** PROVIDED DATA follows **
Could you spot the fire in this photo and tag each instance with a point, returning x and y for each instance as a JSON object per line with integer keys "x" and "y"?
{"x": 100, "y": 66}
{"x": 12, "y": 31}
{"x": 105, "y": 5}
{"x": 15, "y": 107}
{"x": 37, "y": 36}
** End of PROVIDED DATA **
DESCRIPTION OF THE TASK - Your reply should hold all the entries, each repeated without a single change.

RESULT FOR THIS TASK -
Could you spot the fire in this photo and tag each instance with a point, returning x and y for each instance as a JSON object per line with integer keys "x" and "y"?
{"x": 100, "y": 66}
{"x": 12, "y": 31}
{"x": 105, "y": 5}
{"x": 15, "y": 107}
{"x": 37, "y": 36}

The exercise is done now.